Texto mostrado:

+--

DESPUÉS DEL AMOR

Lo verdaderamente característico de las historias de amor puede ser la individualidad. Si se considera bien, nada más personal que el desarrollo del sentimiento amoroso y el de su narración (como experiencia vivida, recuerdo, nostalgia o historia ficticia). El nacimiento de la literatura moderna escoge esta temática porque es en la introspección y en el discurso interior donde se encuentra su recorrido. Denis Rougemont va más allá y llega a afirmar que no sólo la literatura amorosa es el mejor ámbito para al expresión de los sentimientos particulares, cambia el orden y afirma que gracias a esas obras se ha alcanzado un modo de vivir esa experiencia:

[…] los sentimientos […] son creaciones literarias en el sentido de que cierta retórica es la condición suficiente de su confesión, es decir de su toma de conciencia» (El amor y Occidente, p. 178).

Esa misma individualidad enaltecida es la que permite discurrir en una historia de amor (incluso vivir en ella) allende el otro. Es decir, no es determinante la correspondencia ni lo es la esperanza de reencuentro. Saberse rechazado modifica el estatuto de la relación, pero no el discurso (mejor, el deseo) hacia esa persona. Amamos irremediablemente y quien tiene demasiada imaginación puede vivir a expensas de esa historia, sin que nadie (incluso su coprotagonista) le perturbe.

+--

Datos para revisar:
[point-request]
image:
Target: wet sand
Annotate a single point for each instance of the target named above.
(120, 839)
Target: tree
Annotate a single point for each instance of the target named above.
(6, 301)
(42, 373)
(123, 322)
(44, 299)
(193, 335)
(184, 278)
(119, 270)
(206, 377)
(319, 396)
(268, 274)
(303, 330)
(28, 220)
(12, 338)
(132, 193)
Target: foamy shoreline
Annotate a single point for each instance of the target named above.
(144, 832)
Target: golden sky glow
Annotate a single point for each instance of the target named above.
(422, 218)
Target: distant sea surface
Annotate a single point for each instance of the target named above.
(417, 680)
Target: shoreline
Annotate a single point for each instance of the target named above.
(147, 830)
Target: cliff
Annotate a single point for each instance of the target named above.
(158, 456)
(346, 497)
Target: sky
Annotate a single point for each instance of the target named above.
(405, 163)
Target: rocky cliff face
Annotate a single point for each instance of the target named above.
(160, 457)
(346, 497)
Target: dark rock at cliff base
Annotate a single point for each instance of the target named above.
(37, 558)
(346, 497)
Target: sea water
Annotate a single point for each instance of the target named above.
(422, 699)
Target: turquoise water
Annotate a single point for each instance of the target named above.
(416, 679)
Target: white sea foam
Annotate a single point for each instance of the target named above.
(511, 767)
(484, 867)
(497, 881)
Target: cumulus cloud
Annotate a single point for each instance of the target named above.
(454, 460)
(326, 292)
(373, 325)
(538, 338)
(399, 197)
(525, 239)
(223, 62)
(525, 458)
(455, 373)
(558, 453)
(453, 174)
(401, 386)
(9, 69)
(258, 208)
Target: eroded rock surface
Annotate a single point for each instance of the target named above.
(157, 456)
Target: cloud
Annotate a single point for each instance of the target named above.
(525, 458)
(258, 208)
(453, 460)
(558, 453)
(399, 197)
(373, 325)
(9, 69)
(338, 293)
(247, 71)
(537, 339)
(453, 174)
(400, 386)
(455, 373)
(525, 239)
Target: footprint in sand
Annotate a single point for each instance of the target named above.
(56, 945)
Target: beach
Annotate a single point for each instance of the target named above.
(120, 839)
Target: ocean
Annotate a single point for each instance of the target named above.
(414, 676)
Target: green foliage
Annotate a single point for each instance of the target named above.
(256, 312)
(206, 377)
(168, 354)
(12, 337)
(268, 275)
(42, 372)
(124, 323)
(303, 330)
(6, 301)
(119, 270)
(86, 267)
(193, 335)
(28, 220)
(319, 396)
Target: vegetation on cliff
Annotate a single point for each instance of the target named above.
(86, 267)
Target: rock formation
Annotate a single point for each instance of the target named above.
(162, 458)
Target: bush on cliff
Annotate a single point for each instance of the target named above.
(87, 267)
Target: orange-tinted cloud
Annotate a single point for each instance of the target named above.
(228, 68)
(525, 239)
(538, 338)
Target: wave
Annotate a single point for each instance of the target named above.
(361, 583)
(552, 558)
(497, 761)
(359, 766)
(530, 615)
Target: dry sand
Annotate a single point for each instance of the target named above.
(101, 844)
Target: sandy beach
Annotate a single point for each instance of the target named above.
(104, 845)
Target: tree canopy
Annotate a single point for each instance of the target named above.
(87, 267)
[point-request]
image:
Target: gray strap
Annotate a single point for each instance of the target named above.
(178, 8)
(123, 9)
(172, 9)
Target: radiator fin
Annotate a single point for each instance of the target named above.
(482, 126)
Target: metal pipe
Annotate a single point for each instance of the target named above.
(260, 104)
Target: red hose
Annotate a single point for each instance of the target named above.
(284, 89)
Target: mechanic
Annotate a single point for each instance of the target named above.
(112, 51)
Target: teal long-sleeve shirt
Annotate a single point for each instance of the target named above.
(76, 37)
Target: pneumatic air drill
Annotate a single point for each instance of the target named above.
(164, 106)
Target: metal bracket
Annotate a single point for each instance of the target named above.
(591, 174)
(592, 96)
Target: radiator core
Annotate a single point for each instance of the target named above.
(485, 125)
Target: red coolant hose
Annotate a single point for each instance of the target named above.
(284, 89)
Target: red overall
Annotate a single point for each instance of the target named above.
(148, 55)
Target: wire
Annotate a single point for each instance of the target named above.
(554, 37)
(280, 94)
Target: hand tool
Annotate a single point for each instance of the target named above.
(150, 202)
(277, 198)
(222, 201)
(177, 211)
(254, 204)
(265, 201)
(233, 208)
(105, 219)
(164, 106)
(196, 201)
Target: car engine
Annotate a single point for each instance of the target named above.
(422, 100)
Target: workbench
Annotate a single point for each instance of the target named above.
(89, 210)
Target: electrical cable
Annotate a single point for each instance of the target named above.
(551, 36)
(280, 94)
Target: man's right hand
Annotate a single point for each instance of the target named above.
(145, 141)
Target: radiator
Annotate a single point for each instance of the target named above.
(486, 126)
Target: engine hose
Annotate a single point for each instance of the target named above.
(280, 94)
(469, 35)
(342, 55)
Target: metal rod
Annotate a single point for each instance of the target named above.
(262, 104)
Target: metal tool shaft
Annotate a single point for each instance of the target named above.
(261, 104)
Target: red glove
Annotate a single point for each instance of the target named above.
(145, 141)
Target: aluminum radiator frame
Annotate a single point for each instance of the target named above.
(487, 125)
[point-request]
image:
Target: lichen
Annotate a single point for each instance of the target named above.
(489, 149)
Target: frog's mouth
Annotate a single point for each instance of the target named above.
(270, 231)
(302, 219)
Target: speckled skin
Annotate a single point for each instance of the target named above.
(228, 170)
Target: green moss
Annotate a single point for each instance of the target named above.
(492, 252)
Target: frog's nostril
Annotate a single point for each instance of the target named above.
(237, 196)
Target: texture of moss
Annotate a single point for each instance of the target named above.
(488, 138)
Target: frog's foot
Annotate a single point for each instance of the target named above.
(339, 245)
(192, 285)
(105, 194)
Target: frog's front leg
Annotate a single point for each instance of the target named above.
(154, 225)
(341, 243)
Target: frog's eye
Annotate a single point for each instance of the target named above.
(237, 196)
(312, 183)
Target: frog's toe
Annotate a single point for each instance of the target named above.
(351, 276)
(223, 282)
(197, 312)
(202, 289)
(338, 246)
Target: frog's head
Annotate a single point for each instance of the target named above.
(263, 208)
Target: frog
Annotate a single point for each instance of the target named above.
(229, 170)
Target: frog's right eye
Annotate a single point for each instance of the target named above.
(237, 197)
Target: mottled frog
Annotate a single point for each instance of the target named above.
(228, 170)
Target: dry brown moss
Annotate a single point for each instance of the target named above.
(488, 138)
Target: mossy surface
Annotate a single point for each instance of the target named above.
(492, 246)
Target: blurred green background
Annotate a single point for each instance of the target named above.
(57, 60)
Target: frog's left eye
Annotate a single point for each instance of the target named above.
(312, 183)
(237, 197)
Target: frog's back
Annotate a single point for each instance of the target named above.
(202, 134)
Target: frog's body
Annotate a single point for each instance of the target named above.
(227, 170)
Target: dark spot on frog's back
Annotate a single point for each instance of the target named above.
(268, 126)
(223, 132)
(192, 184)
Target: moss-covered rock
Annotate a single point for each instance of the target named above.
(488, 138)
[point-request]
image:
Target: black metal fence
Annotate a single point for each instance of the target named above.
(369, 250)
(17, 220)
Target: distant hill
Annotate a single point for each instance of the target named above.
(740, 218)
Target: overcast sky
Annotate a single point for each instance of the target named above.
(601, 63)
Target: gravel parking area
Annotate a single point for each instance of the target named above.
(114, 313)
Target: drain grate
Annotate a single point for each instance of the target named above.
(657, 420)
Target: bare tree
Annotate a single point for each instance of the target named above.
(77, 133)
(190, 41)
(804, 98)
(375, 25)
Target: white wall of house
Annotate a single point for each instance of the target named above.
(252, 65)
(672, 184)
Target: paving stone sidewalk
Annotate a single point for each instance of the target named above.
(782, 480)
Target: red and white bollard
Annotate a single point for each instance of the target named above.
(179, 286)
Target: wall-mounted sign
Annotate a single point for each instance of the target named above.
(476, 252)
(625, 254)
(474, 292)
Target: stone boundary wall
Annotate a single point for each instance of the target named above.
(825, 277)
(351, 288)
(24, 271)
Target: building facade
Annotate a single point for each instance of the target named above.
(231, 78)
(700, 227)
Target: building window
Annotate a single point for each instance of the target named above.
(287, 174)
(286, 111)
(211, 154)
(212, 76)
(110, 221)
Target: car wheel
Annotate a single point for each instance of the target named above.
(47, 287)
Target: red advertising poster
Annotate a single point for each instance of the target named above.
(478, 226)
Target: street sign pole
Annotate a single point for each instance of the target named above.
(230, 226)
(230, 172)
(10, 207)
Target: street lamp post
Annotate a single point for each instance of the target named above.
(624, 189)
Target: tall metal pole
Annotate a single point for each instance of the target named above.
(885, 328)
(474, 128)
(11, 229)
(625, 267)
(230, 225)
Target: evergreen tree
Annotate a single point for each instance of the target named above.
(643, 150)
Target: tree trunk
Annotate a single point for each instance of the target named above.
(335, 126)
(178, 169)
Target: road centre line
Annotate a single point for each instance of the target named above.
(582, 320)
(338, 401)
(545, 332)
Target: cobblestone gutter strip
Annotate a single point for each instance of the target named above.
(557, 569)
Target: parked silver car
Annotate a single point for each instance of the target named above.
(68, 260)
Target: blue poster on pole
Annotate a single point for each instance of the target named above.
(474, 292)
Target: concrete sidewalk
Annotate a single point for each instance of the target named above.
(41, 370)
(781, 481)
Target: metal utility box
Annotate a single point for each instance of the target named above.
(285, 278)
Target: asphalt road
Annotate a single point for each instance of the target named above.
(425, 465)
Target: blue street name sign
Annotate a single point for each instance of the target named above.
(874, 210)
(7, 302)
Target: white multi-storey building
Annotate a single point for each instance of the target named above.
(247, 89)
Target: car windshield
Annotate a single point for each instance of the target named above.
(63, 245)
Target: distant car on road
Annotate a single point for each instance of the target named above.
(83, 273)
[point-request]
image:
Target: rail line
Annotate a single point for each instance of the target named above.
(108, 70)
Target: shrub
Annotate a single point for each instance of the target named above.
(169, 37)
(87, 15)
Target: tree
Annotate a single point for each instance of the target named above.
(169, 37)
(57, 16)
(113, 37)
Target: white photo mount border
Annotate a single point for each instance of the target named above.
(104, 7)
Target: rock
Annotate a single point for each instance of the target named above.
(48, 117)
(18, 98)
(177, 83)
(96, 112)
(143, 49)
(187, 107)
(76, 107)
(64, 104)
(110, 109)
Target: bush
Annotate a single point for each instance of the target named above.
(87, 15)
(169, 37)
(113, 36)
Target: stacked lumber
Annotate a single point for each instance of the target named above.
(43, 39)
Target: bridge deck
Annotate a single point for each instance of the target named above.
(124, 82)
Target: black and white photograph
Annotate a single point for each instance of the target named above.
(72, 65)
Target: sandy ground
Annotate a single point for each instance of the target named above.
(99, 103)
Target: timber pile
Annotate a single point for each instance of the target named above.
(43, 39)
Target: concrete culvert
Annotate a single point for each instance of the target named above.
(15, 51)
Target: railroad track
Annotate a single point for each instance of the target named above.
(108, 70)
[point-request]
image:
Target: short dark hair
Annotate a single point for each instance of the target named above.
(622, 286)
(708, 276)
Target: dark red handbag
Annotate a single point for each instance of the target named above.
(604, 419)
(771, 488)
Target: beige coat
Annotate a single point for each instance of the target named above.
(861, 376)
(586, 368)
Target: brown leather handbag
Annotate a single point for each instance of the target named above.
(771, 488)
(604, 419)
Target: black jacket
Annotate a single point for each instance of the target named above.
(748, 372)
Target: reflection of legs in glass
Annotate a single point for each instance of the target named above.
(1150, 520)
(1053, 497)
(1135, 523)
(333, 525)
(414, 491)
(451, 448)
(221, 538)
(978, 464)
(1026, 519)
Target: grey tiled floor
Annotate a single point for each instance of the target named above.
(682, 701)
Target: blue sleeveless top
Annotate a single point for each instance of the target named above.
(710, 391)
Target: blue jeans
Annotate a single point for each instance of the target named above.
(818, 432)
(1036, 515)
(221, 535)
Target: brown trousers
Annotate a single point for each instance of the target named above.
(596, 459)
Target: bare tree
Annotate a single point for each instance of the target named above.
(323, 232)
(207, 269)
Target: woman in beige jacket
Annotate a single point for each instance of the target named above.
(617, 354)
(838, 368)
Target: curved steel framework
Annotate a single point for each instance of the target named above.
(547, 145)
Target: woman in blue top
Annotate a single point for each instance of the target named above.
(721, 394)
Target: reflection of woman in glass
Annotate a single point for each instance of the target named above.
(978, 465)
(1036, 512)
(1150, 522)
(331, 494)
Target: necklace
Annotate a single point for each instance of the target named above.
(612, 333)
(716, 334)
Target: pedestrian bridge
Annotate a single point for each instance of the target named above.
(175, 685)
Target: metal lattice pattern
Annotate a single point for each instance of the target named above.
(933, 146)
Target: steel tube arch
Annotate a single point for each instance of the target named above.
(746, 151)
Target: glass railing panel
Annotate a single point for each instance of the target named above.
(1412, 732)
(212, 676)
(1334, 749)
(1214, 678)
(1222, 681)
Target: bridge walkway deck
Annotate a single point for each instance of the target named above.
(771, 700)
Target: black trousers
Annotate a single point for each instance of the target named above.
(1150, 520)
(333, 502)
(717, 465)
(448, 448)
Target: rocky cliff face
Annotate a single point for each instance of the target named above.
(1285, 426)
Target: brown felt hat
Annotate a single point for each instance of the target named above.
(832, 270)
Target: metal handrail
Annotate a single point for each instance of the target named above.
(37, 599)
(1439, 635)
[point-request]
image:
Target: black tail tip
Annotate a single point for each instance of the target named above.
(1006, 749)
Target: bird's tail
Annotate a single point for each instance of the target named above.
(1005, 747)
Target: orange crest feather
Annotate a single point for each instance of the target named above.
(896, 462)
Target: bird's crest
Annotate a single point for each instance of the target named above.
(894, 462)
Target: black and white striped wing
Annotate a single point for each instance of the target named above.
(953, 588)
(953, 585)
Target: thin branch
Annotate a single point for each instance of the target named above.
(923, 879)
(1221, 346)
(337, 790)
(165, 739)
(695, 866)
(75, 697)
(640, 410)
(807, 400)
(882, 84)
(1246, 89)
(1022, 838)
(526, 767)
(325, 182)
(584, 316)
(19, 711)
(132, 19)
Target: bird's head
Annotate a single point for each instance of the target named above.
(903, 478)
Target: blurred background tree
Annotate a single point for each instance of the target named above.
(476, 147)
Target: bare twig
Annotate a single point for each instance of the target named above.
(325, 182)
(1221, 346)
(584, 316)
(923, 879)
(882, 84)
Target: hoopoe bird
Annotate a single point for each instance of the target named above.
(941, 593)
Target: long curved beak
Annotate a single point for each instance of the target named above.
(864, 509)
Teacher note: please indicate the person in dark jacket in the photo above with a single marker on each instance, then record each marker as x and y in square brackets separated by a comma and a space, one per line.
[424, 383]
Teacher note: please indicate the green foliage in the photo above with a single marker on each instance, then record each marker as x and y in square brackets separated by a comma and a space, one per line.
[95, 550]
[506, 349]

+--

Tarea asignada 1: ¿Qué título tiene la obra de Denis Rougemont que se cita en el texto sobre el amor?
Tarea asignada 2: Enumera las formas que, según el texto sobre el amor, puede adoptar la narración del sentimiento amoroso.
Tarea asignada 3: Por favor, escribe la continuación del texto sobre el amor a partir de su última frase.
Los registros no intervienen en esto.

Respuesta 1: El amor y Occidente.

Respuesta 2:
- Experiencia vivida
- Recuerdo
- Nostalgia
- Historia ficticia

Respuesta 3:
Lo peor de no ser correspondido es la incertidumbre. Son falsas las lamentaciones voluptuosas y las fantochadas obscenas que se regodean en el goce castrado. La duda que persigue a quien ha caído en el amor sin recompensa es de otra índole: ¿le hubiera podido hacer feliz? ¿podría llegar a amarme como yo hubiera querido? ¿hubiera sido el amor definitivo? Y en los casos más penosos: ¿se hubiera fijado en mí alguna vez?

La historia de amor, como toda narración, necesita de ciertas reglas discursivas que permiten un andamiaje estable: verosimilitud, coherencia y cohesión, etc. La falta de imaginación suple con ocurrencias el recorrido natural de esas preguntas arriba enunciadas cuando la historia de amor se trunca antes de tiempo; en la vida real, como en las malas novelas, esas ocurrencias suelen llevarnos al tópico: la blasfemia o la idolatría a quien nos ha negado, la supresión de sus imágenes o la obsesión por ellas, etc.

En definitiva, no saber acabar una historia es el peor defecto que en la vida o en la escritura nos puede advenir. Yo cierro los ojos y la veo; y por eso me cuesta tanto terminar de una maldita vez este texto.